(Dataset records)
---+---

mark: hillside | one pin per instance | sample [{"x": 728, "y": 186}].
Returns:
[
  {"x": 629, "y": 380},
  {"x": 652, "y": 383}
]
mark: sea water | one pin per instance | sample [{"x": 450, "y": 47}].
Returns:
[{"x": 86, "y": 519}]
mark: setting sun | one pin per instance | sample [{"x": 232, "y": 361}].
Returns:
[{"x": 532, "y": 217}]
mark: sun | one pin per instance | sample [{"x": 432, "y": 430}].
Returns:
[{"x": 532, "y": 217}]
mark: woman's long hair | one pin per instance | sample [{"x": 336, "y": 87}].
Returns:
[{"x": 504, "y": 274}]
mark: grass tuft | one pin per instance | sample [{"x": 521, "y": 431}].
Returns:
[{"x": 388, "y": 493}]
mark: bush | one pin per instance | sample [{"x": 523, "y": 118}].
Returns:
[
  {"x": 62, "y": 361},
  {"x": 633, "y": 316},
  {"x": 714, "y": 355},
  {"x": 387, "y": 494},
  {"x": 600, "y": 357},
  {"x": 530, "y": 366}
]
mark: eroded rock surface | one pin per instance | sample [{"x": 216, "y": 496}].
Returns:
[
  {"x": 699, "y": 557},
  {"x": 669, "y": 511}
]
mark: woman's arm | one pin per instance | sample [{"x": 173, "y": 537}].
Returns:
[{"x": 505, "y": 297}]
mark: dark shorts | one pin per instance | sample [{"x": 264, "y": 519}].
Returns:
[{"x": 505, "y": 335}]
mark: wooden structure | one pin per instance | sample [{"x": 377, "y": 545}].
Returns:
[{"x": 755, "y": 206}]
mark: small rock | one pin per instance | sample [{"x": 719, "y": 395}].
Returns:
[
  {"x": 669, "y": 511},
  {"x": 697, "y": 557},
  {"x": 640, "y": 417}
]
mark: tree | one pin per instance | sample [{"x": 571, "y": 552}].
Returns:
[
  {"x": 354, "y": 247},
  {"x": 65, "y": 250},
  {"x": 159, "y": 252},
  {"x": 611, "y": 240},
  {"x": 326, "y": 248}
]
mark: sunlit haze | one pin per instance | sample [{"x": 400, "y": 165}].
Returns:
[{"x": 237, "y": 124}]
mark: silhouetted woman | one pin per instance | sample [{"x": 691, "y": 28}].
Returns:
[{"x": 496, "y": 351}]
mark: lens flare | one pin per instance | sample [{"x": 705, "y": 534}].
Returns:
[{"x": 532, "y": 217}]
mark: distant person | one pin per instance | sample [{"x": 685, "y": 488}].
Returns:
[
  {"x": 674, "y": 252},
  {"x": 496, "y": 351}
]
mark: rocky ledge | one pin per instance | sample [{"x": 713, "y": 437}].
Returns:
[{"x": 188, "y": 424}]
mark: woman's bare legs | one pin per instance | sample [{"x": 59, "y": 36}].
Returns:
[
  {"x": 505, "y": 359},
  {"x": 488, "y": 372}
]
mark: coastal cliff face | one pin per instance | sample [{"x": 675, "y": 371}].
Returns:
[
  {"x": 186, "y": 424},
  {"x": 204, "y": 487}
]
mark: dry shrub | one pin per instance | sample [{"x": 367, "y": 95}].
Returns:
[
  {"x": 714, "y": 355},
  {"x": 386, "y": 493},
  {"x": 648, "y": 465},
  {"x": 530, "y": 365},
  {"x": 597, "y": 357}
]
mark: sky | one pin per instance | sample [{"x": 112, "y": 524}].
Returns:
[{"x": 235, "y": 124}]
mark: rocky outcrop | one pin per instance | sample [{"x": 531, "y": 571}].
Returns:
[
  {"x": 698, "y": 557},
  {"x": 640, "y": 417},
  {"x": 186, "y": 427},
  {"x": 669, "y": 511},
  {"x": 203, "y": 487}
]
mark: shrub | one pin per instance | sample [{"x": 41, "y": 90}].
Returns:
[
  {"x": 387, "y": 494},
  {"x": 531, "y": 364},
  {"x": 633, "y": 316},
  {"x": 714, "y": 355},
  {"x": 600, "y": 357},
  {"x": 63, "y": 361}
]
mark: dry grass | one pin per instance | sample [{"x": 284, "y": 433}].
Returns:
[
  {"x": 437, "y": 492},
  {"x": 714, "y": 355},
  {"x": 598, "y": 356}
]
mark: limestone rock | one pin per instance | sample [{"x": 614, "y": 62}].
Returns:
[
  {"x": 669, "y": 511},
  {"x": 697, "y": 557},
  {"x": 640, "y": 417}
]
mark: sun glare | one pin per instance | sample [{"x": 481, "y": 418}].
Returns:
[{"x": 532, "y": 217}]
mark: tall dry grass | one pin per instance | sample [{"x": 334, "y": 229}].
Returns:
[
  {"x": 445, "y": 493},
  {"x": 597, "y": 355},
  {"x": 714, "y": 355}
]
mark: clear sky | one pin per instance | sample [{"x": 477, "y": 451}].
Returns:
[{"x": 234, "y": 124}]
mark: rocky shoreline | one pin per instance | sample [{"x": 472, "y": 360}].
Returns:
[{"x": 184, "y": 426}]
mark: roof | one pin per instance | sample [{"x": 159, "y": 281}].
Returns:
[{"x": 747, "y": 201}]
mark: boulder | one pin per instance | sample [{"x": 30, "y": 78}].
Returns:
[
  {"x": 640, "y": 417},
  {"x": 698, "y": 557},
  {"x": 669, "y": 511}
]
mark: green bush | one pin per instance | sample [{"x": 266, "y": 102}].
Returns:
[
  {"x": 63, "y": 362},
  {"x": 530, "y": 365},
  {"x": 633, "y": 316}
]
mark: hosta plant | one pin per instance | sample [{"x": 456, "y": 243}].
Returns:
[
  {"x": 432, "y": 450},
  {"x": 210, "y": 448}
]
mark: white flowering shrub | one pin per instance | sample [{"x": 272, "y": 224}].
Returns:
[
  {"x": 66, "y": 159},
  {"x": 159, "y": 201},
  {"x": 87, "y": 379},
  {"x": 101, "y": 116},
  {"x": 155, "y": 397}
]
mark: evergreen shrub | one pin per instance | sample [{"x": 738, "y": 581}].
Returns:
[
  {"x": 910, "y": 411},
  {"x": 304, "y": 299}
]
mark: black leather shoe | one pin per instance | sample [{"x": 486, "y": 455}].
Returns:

---+---

■ **What is being asked**: Copy every item above again, unchanged, line for line.

■ **Response below**:
mark: hillside | one pin per instance | sample [{"x": 728, "y": 186}].
Returns:
[
  {"x": 629, "y": 380},
  {"x": 652, "y": 383}
]
mark: sea water | one pin per instance | sample [{"x": 450, "y": 47}].
Returns:
[{"x": 86, "y": 519}]
mark: setting sun | one pin per instance | sample [{"x": 232, "y": 361}].
Returns:
[{"x": 532, "y": 217}]
mark: sun | one pin per instance | sample [{"x": 432, "y": 430}].
Returns:
[{"x": 532, "y": 217}]
mark: woman's long hair | one pin per instance | sample [{"x": 336, "y": 87}].
Returns:
[{"x": 504, "y": 274}]
mark: grass tuft | one pin per instance | sample [{"x": 521, "y": 431}].
Returns:
[{"x": 388, "y": 493}]
mark: bush | one pin per instance | sample [{"x": 523, "y": 118}].
Returns:
[
  {"x": 62, "y": 361},
  {"x": 633, "y": 316},
  {"x": 714, "y": 355},
  {"x": 387, "y": 494},
  {"x": 600, "y": 357},
  {"x": 530, "y": 366}
]
mark: eroded rock surface | one pin per instance | sample [{"x": 216, "y": 496}].
Returns:
[
  {"x": 699, "y": 557},
  {"x": 669, "y": 511}
]
mark: woman's arm | one pin per instance | sample [{"x": 173, "y": 537}].
Returns:
[{"x": 505, "y": 297}]
mark: dark shorts | one pin per instance | sample [{"x": 264, "y": 519}].
Returns:
[{"x": 505, "y": 335}]
mark: wooden structure | one pin per instance | sample [{"x": 377, "y": 545}].
Returns:
[{"x": 755, "y": 206}]
mark: small rock | one pin per instance | sample [{"x": 719, "y": 395}].
Returns:
[
  {"x": 669, "y": 511},
  {"x": 697, "y": 557},
  {"x": 640, "y": 417}
]
mark: tree | one pin per instance | sample [{"x": 571, "y": 552}].
Returns:
[
  {"x": 354, "y": 247},
  {"x": 65, "y": 250},
  {"x": 159, "y": 252},
  {"x": 611, "y": 240},
  {"x": 326, "y": 248}
]
mark: sunlit haze | one pin per instance | sample [{"x": 400, "y": 165}].
Returns:
[{"x": 237, "y": 124}]
mark: silhouetted woman | one pin per instance | sample [{"x": 691, "y": 28}].
Returns:
[{"x": 496, "y": 351}]
mark: lens flare | one pin per instance | sample [{"x": 705, "y": 534}].
Returns:
[{"x": 532, "y": 217}]
mark: distant person | one pin per instance | sample [{"x": 685, "y": 488}].
Returns:
[
  {"x": 674, "y": 252},
  {"x": 496, "y": 351}
]
mark: rocky ledge | one pin per instance | sample [{"x": 713, "y": 437}].
Returns:
[{"x": 188, "y": 424}]
mark: woman's bare legs | one pin per instance | sample [{"x": 59, "y": 36}].
Returns:
[
  {"x": 505, "y": 359},
  {"x": 488, "y": 372}
]
mark: coastal cliff face | one pin per instance | sample [{"x": 675, "y": 371}].
Returns:
[
  {"x": 186, "y": 424},
  {"x": 204, "y": 487}
]
mark: dry shrub | one pin per instance | sample [{"x": 367, "y": 95}].
Returns:
[
  {"x": 714, "y": 355},
  {"x": 386, "y": 493},
  {"x": 648, "y": 465},
  {"x": 530, "y": 365},
  {"x": 597, "y": 357}
]
mark: sky | one pin per instance | sample [{"x": 112, "y": 524}].
Returns:
[{"x": 235, "y": 124}]
mark: rocky outcrop | one pin per instance | sample [{"x": 531, "y": 571}].
Returns:
[
  {"x": 698, "y": 557},
  {"x": 640, "y": 417},
  {"x": 186, "y": 427},
  {"x": 669, "y": 511},
  {"x": 203, "y": 487}
]
mark: shrub | one pin per instance | sample [{"x": 41, "y": 90}].
Returns:
[
  {"x": 387, "y": 494},
  {"x": 531, "y": 364},
  {"x": 633, "y": 316},
  {"x": 714, "y": 355},
  {"x": 600, "y": 357},
  {"x": 63, "y": 361}
]
mark: dry grass | one pin per instance | sample [{"x": 284, "y": 433}].
Returns:
[
  {"x": 437, "y": 492},
  {"x": 714, "y": 355},
  {"x": 598, "y": 356}
]
mark: limestone rock | one pin per instance | sample [{"x": 614, "y": 62}].
Returns:
[
  {"x": 669, "y": 511},
  {"x": 697, "y": 557},
  {"x": 640, "y": 417}
]
mark: sun glare | one pin per instance | sample [{"x": 481, "y": 418}].
Returns:
[{"x": 532, "y": 217}]
mark: tall dry grass | one pin per instance | sample [{"x": 334, "y": 229}].
Returns:
[
  {"x": 445, "y": 493},
  {"x": 597, "y": 355},
  {"x": 714, "y": 355}
]
mark: clear sky | one pin per instance | sample [{"x": 477, "y": 451}].
Returns:
[{"x": 234, "y": 124}]
mark: rocky shoreline | one pin per instance | sample [{"x": 472, "y": 360}].
Returns:
[{"x": 184, "y": 426}]
mark: roof | one pin per instance | sample [{"x": 159, "y": 281}].
Returns:
[{"x": 747, "y": 201}]
mark: boulder | one pin per instance | sample [{"x": 30, "y": 78}].
Returns:
[
  {"x": 640, "y": 417},
  {"x": 698, "y": 557},
  {"x": 669, "y": 511}
]
mark: green bush | one pin per instance | sample [{"x": 266, "y": 102}].
Returns:
[
  {"x": 63, "y": 362},
  {"x": 530, "y": 365},
  {"x": 633, "y": 316}
]
mark: hosta plant | one pin per instance | sample [{"x": 456, "y": 243}].
Returns:
[
  {"x": 432, "y": 450},
  {"x": 210, "y": 448}
]
mark: white flowering shrub | one pin per instance | sample [{"x": 272, "y": 224}].
Returns:
[
  {"x": 66, "y": 159},
  {"x": 159, "y": 201},
  {"x": 87, "y": 379},
  {"x": 101, "y": 116},
  {"x": 155, "y": 397}
]
mark: evergreen shrub | one pin per instance | sample [{"x": 738, "y": 581}].
Returns:
[
  {"x": 910, "y": 411},
  {"x": 304, "y": 299}
]
mark: black leather shoe | one pin per instance | sample [{"x": 486, "y": 455}].
Returns:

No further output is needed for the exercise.